◆ Task details ◆
Put every line of the material below into a JSON list of strings, one string per line, and leave out any blank lines.

[Start Data for this task]

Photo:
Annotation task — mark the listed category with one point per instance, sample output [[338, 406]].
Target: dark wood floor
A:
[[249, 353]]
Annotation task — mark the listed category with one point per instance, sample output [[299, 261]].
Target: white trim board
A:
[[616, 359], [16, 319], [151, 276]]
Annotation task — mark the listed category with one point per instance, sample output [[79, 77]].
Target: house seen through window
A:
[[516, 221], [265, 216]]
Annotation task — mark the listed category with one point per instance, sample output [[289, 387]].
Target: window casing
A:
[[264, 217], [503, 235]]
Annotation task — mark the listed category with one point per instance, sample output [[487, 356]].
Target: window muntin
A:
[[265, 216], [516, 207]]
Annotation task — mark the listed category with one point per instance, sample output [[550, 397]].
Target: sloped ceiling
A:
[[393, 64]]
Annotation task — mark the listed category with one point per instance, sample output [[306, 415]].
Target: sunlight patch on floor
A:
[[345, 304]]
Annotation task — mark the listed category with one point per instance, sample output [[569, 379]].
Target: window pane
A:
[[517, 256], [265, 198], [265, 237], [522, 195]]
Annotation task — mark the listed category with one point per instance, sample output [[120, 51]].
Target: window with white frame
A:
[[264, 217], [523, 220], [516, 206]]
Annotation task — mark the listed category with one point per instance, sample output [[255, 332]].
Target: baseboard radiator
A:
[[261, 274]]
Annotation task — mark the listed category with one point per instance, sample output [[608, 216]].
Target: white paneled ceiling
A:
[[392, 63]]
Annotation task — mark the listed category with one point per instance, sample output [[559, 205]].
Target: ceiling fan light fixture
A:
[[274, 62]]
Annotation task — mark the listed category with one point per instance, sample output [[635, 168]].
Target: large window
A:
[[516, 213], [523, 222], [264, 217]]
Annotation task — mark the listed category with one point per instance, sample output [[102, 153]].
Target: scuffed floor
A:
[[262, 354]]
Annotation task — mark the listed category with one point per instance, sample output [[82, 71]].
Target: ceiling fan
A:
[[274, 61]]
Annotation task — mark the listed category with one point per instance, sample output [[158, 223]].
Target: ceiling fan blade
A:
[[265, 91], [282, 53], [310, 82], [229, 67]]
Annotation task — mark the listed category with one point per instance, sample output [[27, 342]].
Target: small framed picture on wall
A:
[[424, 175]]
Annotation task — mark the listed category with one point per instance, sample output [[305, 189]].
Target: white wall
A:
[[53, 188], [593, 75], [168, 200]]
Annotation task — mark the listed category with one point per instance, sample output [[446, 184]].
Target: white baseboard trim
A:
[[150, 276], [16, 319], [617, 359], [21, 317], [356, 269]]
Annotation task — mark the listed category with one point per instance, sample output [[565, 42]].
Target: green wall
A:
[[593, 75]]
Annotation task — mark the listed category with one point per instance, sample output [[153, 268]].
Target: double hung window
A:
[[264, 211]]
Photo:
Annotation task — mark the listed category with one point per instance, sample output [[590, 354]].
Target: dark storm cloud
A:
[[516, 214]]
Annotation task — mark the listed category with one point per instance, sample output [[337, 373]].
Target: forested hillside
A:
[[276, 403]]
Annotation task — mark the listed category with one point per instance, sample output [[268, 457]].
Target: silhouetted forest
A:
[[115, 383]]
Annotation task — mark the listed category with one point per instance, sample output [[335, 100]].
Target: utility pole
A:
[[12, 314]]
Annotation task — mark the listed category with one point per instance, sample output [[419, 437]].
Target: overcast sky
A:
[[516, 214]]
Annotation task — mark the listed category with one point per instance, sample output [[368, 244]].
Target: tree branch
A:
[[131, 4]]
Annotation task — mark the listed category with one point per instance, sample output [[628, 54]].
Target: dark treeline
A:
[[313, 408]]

[End Data for this task]

◆ Solution for this task ◆
[
  "Photo:",
  "Annotation task — mark the listed category with one point per instance, sample output [[338, 406]].",
  "Target: dark wood floor",
  "A:",
  "[[249, 353]]",
  "Annotation task — mark the listed category with one point per instance, sample output [[299, 261]].",
  "Target: white trim board",
  "A:",
  "[[616, 359], [16, 319], [151, 276]]",
  "Annotation task — mark the listed category with one point per instance, sample output [[79, 77]].",
  "Target: house seen through window",
  "A:",
  "[[516, 221], [265, 216]]",
  "Annotation task — mark the listed category with one point per instance, sample output [[289, 387]].",
  "Target: window casing",
  "A:",
  "[[264, 217], [503, 235]]",
  "Annotation task — mark the listed category with one point per instance, sample output [[487, 356]].",
  "Target: window muntin",
  "A:",
  "[[265, 216], [516, 207]]",
  "Annotation task — mark the listed category with one point per instance, sample output [[550, 397]].",
  "Target: sloped ceiling",
  "A:",
  "[[393, 64]]",
  "Annotation task — mark the listed category with one point per instance, sample output [[306, 415]].",
  "Target: sunlight patch on floor",
  "A:",
  "[[345, 304]]",
  "Annotation task — mark the listed category with one point per instance, sample output [[569, 379]].",
  "Target: window pane",
  "A:",
  "[[517, 256], [265, 198], [265, 237], [522, 195]]",
  "Annotation task — mark the listed category with one point per instance, sample output [[120, 51]].",
  "Target: window with white frame",
  "A:",
  "[[264, 217], [523, 220], [516, 206]]",
  "Annotation task — mark the listed category with one point per instance, sample output [[255, 332]].",
  "Target: baseboard radiator",
  "A:",
  "[[261, 274]]",
  "Annotation task — mark the listed category with one point per instance, sample output [[608, 216]].",
  "Target: white paneled ceiling",
  "A:",
  "[[392, 63]]",
  "Annotation task — mark the listed category with one point per instance, sample output [[559, 205]].",
  "Target: ceiling fan light fixture",
  "A:",
  "[[274, 62]]",
  "Annotation task — mark the listed category with one point per instance, sample output [[635, 168]].",
  "Target: large window",
  "A:",
  "[[516, 213], [523, 222], [264, 217]]",
  "Annotation task — mark the listed category with one point per instance, sample output [[102, 153]].",
  "Target: scuffed floor",
  "A:",
  "[[262, 354]]",
  "Annotation task — mark the listed category with one point per instance, sample output [[82, 71]].",
  "Target: ceiling fan",
  "A:",
  "[[274, 61]]",
  "Annotation task — mark the listed category with one point per instance, sample output [[158, 223]].",
  "Target: ceiling fan blade",
  "A:",
  "[[265, 91], [282, 53], [310, 82], [229, 67]]",
  "Annotation task — mark the listed category with one point per instance, sample output [[27, 342]].",
  "Target: small framed picture on wall",
  "A:",
  "[[424, 175]]",
  "Annotation task — mark the listed category with one point per instance, sample output [[305, 189]].",
  "Target: white wall",
  "A:",
  "[[53, 188], [593, 75], [168, 200]]",
  "Annotation task — mark the listed category with one point per instance, sample output [[446, 184]].",
  "Target: white baseboard trim",
  "A:",
  "[[150, 276], [16, 319], [617, 359], [21, 317], [356, 269]]",
  "Annotation task — mark the listed category with one point per instance, sample output [[565, 42]].",
  "Target: green wall",
  "A:",
  "[[593, 75]]",
  "Annotation task — mark the listed category with one point per instance, sample output [[153, 268]].",
  "Target: double hung window",
  "A:",
  "[[264, 211]]",
  "Photo:",
  "Annotation task — mark the listed category with one point per instance, sample output [[590, 354]].",
  "Target: dark storm cloud",
  "A:",
  "[[516, 214]]",
  "Annotation task — mark the listed category with one point per instance, sample output [[337, 373]].",
  "Target: forested hillside",
  "A:",
  "[[276, 403]]",
  "Annotation task — mark the listed category with one point per instance, sample output [[268, 457]].",
  "Target: silhouetted forest",
  "A:",
  "[[115, 383]]",
  "Annotation task — mark the listed category with one point per instance, sample output [[335, 100]].",
  "Target: utility pole",
  "A:",
  "[[12, 314]]",
  "Annotation task — mark the listed category with one point per instance, sample output [[419, 437]].",
  "Target: overcast sky",
  "A:",
  "[[516, 214]]",
  "Annotation task — mark the listed category with one point per instance, sample output [[368, 244]].",
  "Target: tree branch",
  "A:",
  "[[131, 4]]",
  "Annotation task — mark the listed category with one point per instance, sample output [[628, 54]].",
  "Target: dark treeline",
  "A:",
  "[[313, 408]]"
]